PASSAGE TO READ:

Teaching popular media cultures from an anthropological perspective

When researching and experiencing the messy world of human social life, I believe in fostering enquiry journeys that promote a tolerance for ambiguity. Social life is messy and complicated, and we should provide students with tools for them to make up their own minds. We are located in disciplines that are arenas of contestation and discussion and we often agree to disagree. This is the challenge, and virtue, of teaching, researching, and immersing oneself in social sciences. Tolerance for ambiguity is a key trait in research and learning journeys. A powerful way to aid students in their self-regulation and monitoring of their tolerance for ambiguity is by motivating them to keep going whenever they encounter novel concepts or apparently contradictory information.

Part of sustaining tolerance for ambiguity is to nurture contributions that extend our understanding of, and commitment to, the multiplicity and plurality of legitimate goals for social science inquiry (Bochner, 2000). From the very first session, I make clear that we are looking for perspectives that tolerate ambivalences, contradictions, and embrace the complexity of social worlds and human interaction (Tolson, 2010; author, 2019). As Baym and Markham argue “our goal is not to convert others to our way of seeing. We are not after one true explanation. Rather, we are after a thorough, grounded, trustworthy voice that makes meaningful contributions to ongoing dialogues and on which others can build” (2013, p. 189). By acknowledging  how culture is relational, partial and plural, how it is always about cultures, with an ‘s’ (Agar, 2006), we understand that our accounts are not final truths or ever complete. Our conclusions are situated and subject to revision (Boellstorff, 2008; Livingstone, 2003; Bazeley, 2014). “Accounts are essentially contestable, just as cultural analysis is a necessarily incomplete business” (Morley and Silverstone, 1991, p. 157).

When we teach how to research our complex social lives, we must grant space for subjectivity, indeterminacy, and instability. Stemming from hermeneutics and phenomenological understandings, influenced by the egalitarian stance of cultural studies and poststructuralism’s call to deconstruct binarisms, I argue for open and fluid scholarships (Elliot, 2013) to explore already open and fluid texts. In the words of Chin and Morimoto, to work from an “open socio-cultural perspective” (2015, p. 229; see also Sandvoss, 2005). Therefore, when planning learning activities and explaining methods as tools, I highlight the processual character of both learning and researching.

In this line, there is a certain sensibility, curiosity, and empathy that characterize anthropological work (Wollcott, 2008, 2010) that I seek to convey to students learning how to research our mediated socio-cultural realities. While it is important to recognize that we bring our own interpretive sense and cultural orientation with us to the field when seeking to portray the ‘ethos’ of media cultures from emic perspectives, I teach students to embrace the interpretive value of “intuitive realizations” (Charmaz, 2006, p. 5) and develop “theoretical sensitivities” (p. 148; Glaser, 1978).

SUPPLIED INFORMATION:
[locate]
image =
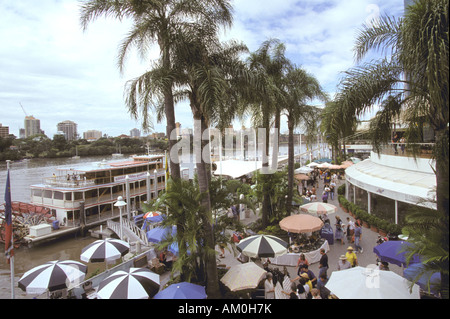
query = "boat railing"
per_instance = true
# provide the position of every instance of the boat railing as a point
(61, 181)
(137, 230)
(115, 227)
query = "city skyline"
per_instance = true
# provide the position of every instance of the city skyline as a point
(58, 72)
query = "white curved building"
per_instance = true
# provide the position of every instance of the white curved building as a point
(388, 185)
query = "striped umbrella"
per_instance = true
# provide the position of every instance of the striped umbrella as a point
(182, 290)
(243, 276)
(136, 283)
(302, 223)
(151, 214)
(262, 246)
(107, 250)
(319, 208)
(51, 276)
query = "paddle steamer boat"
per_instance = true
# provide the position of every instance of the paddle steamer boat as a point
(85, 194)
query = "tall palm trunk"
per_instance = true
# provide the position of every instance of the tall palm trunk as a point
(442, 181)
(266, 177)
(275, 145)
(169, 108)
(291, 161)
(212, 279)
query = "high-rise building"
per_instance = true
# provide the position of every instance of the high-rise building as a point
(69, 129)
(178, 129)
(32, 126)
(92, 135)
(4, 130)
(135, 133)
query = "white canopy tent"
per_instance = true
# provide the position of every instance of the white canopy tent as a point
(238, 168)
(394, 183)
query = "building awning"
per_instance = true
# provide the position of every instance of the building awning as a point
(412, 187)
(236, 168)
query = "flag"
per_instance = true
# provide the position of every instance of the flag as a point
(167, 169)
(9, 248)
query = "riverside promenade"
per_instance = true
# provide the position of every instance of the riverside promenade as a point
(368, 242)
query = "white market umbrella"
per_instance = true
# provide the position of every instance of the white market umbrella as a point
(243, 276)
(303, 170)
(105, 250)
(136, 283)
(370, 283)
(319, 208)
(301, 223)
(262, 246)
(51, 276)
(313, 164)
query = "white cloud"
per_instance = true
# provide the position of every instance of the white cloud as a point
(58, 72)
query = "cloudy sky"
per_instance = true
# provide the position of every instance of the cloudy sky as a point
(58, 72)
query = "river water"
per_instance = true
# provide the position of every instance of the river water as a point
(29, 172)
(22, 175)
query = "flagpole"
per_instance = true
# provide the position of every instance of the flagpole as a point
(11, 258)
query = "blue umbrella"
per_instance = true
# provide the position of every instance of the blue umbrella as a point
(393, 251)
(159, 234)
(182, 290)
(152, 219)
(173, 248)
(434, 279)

TASK PROMPT:
Answer these questions using the text on teaching popular media cultures.
(a) According to the quotation from Baym and Markham, what is the goal not?
(b) What does the author highlight when planning learning activities and explaining methods as tools?
(c) Which three qualities does the text say characterize anthropological work?

SOLUTION TO THIS TASK:
(a) It is not to convert others to their way of seeing.
(b) The processual character of both learning and researching.
(c) Sensibility, curiosity, and empathy.